EXERCISE MATERIALS ->
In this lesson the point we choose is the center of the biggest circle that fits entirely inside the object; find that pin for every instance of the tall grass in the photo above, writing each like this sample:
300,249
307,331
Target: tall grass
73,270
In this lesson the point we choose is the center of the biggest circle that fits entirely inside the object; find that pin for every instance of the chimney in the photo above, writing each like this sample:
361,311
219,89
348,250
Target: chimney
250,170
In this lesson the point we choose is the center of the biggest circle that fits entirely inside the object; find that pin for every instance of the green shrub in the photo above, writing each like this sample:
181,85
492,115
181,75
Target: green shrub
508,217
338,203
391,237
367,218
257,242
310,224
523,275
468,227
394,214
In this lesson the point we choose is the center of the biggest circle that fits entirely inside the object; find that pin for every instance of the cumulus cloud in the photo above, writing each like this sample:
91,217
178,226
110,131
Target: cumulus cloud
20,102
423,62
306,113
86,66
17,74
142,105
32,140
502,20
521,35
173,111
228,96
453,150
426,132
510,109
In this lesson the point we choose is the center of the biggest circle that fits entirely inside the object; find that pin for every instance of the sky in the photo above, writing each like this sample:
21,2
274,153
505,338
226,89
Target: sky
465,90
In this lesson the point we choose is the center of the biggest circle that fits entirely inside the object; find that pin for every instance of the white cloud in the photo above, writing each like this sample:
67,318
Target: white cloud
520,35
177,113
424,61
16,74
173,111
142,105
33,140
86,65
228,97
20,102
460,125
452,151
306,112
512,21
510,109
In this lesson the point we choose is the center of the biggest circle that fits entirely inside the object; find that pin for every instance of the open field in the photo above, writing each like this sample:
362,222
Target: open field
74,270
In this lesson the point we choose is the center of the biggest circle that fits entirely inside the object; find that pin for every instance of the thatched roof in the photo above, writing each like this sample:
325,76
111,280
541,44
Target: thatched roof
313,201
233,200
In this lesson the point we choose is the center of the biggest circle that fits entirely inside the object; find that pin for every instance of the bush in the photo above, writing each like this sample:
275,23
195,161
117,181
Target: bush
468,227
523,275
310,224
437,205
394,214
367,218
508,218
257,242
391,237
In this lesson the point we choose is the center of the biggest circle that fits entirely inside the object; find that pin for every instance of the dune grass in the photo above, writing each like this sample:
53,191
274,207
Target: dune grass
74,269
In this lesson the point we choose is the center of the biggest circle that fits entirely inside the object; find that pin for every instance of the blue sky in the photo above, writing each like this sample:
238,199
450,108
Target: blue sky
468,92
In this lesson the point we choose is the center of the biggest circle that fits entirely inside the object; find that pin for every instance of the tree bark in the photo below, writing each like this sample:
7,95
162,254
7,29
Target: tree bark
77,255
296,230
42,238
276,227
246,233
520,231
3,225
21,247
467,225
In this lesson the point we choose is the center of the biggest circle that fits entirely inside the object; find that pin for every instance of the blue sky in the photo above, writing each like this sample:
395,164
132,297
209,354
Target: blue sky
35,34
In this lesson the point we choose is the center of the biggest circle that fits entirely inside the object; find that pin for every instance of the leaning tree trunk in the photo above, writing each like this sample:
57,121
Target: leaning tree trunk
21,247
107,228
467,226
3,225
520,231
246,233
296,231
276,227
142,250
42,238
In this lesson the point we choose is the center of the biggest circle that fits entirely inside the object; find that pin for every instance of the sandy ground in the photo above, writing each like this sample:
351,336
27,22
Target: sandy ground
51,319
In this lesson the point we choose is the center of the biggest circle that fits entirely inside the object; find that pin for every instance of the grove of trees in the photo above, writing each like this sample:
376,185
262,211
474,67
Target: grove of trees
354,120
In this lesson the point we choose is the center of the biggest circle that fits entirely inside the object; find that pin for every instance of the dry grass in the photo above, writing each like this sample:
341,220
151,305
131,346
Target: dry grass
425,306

--

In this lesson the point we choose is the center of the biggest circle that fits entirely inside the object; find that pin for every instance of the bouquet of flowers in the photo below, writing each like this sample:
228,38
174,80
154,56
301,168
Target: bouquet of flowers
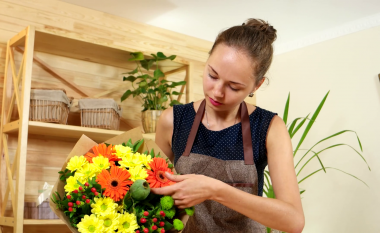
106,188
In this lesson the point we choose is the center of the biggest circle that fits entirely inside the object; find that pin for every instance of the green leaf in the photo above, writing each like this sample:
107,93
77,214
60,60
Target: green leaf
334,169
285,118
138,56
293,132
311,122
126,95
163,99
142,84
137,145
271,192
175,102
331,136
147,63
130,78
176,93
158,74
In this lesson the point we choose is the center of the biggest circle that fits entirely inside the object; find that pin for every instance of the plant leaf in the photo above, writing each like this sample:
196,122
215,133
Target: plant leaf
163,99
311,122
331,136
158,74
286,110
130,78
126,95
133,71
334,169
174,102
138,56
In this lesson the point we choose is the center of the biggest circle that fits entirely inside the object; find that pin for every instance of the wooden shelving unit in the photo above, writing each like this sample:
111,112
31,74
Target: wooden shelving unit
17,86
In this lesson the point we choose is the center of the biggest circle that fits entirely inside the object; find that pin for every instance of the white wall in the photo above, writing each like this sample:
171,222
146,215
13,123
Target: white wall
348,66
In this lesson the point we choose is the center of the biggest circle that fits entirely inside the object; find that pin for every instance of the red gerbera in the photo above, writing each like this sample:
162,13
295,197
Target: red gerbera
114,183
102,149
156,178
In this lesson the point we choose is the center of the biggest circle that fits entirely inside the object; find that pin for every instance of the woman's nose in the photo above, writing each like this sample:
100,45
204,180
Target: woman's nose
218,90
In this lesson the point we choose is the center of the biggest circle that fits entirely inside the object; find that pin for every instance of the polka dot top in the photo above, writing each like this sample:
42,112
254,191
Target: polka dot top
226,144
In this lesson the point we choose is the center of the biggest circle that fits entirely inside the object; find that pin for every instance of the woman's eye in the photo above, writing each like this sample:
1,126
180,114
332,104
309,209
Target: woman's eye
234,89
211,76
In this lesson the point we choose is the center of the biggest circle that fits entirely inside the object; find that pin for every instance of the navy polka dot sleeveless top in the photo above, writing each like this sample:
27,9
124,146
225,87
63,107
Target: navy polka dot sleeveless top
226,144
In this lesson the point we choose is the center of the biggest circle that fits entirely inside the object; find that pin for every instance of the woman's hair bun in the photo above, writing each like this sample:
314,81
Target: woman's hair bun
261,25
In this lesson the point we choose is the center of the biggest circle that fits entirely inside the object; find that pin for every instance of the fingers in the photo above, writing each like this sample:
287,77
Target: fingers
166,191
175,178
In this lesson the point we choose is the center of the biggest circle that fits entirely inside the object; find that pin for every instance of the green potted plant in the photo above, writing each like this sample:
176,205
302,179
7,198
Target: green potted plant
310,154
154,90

PROBLEM TO SOLVE -> Scan the records for the string "below" and show every line that contains it.

RESULT ->
In this lesson the point we choose is the center of the biggest circle that fits entirely inside the object; find that pin for every instance of the tree bark in the photo below, writing each like this sample:
In this lesson the point we choose is the center of the biggest circle that fits entirely inside the object; find that pin for every instance of the bouquet of flowers in the photo below, writing each like this sample:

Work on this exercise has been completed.